EXERCISE AIM: Below are several entries. Transcribe exactly those lines that fall from the one with "Phrase -- embroidered stole decoration" through the one with "Phrase -- gray hair", end lines included.

DATA EXTRACT:
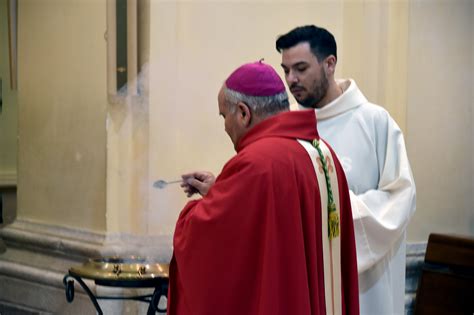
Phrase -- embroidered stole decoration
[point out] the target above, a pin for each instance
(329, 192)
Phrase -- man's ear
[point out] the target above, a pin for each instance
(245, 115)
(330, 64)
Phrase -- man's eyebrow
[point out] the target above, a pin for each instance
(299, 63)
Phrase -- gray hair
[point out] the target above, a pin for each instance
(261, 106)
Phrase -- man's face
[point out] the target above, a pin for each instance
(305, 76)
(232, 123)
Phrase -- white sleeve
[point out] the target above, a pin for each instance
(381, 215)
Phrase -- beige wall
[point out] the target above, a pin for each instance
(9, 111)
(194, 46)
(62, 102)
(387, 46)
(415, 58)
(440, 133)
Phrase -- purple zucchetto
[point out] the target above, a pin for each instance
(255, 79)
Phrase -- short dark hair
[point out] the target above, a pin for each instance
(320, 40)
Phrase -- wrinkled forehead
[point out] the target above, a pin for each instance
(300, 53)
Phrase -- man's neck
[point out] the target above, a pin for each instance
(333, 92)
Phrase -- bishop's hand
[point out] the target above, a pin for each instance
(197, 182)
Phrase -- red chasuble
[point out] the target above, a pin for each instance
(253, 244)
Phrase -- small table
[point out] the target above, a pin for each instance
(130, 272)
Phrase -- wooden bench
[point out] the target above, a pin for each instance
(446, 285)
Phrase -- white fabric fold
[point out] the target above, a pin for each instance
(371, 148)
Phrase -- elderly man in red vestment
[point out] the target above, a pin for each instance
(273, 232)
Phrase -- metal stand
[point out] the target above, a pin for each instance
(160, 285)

---

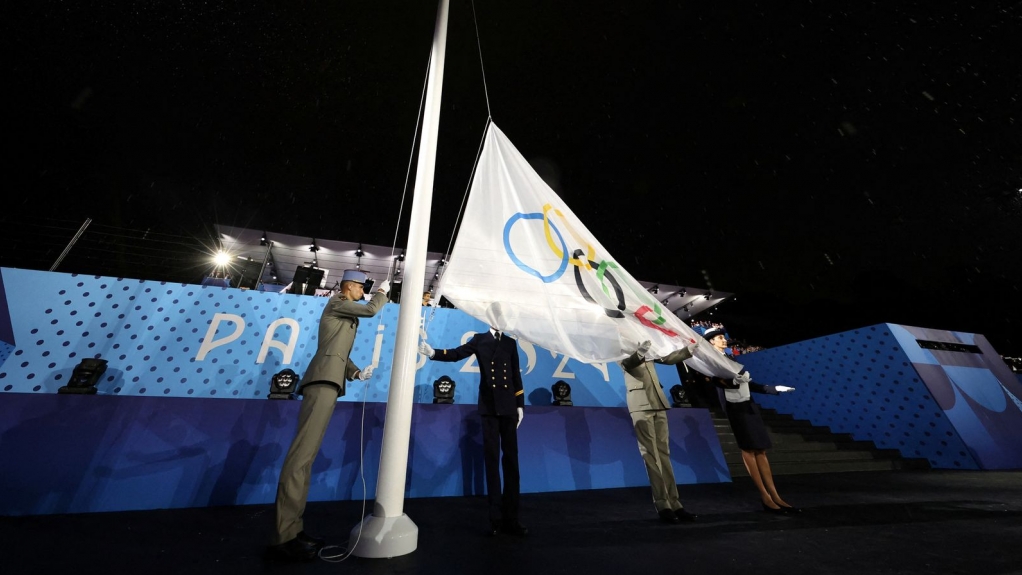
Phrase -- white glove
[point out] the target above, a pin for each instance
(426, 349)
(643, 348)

SOLUTION FOR THIS EXERCISE:
Phrase -- embroidered stole decoration
[point out] the target above, a pin for each instance
(329, 192)
Phrase -- man's ear
[point out] the target above, a pin for each instance
(245, 115)
(330, 64)
Phrase -- man's eyebrow
[point out] the target above, a pin for each instance
(299, 63)
Phrase -- gray hair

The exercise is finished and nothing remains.